(Saved entries)
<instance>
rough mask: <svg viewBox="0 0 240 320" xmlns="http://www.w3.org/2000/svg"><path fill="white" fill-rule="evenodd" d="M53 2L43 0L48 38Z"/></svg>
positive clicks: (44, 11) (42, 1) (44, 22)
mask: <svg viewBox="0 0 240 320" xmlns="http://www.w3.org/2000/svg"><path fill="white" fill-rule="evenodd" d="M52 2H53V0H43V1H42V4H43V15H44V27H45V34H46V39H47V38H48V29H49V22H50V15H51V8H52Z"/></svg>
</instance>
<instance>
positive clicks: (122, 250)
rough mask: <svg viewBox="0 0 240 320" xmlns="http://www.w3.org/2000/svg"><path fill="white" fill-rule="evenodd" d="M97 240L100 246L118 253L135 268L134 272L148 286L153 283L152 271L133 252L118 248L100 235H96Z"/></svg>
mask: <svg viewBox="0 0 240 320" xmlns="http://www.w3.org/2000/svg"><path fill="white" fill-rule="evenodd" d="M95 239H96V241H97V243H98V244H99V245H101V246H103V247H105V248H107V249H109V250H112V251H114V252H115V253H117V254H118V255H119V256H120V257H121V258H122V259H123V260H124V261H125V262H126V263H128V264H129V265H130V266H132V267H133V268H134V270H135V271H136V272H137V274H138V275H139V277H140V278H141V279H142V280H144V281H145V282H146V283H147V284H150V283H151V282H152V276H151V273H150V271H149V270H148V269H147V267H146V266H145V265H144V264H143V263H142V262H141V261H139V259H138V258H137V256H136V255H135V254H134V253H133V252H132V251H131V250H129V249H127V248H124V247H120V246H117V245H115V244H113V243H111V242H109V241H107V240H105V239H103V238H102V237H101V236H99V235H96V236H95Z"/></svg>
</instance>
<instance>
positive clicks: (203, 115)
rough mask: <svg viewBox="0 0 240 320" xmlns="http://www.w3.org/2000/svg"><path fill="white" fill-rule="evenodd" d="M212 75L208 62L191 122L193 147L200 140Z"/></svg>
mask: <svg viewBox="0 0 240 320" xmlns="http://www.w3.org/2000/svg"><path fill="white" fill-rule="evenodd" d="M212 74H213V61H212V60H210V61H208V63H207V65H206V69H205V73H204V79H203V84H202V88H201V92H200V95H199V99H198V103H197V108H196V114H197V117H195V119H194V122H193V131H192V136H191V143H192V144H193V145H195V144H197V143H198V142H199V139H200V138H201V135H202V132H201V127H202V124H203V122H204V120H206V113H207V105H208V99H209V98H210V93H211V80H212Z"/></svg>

- Work instructions: Give the entries once more, exactly as they appear.

- Response area:
<instance>
rough mask: <svg viewBox="0 0 240 320" xmlns="http://www.w3.org/2000/svg"><path fill="white" fill-rule="evenodd" d="M53 2L43 0L48 38Z"/></svg>
positive clicks: (44, 11) (42, 1) (44, 22)
mask: <svg viewBox="0 0 240 320" xmlns="http://www.w3.org/2000/svg"><path fill="white" fill-rule="evenodd" d="M52 2H53V0H43V1H42V4H43V15H44V27H45V34H46V39H47V38H48V29H49V22H50V15H51V8H52Z"/></svg>
</instance>
<instance>
positive clicks: (122, 250)
rough mask: <svg viewBox="0 0 240 320" xmlns="http://www.w3.org/2000/svg"><path fill="white" fill-rule="evenodd" d="M97 240L100 246L118 253L135 268L134 272L148 286L153 283L152 271L133 252L118 248L100 235H96Z"/></svg>
mask: <svg viewBox="0 0 240 320" xmlns="http://www.w3.org/2000/svg"><path fill="white" fill-rule="evenodd" d="M95 239H96V241H97V243H98V244H99V245H101V246H103V247H105V248H107V249H109V250H112V251H114V252H115V253H117V254H118V255H119V256H120V257H121V258H122V259H123V260H124V261H125V262H126V263H128V264H129V265H130V266H132V267H133V268H134V270H135V271H136V272H137V274H138V275H139V277H140V278H141V279H142V280H144V281H145V282H146V283H147V284H150V283H151V282H152V276H151V273H150V271H149V270H148V269H147V267H146V266H145V265H144V264H143V263H142V262H141V261H139V259H138V258H137V256H136V255H135V254H134V253H133V252H132V251H131V250H129V249H127V248H124V247H120V246H117V245H115V244H113V243H111V242H109V241H107V240H105V239H103V238H102V237H101V236H99V235H96V236H95Z"/></svg>
</instance>
<instance>
positive clicks: (203, 115)
rough mask: <svg viewBox="0 0 240 320" xmlns="http://www.w3.org/2000/svg"><path fill="white" fill-rule="evenodd" d="M212 75L208 62L191 122L193 147L200 140Z"/></svg>
mask: <svg viewBox="0 0 240 320" xmlns="http://www.w3.org/2000/svg"><path fill="white" fill-rule="evenodd" d="M212 74H213V61H212V60H210V61H208V63H207V65H206V69H205V73H204V79H203V84H202V88H201V92H200V95H199V99H198V103H197V108H196V114H197V117H195V119H194V122H193V131H192V136H191V143H192V144H193V145H195V144H197V143H198V142H199V139H200V138H201V135H202V132H201V127H202V124H203V122H204V120H206V113H207V105H208V99H209V98H210V93H211V80H212Z"/></svg>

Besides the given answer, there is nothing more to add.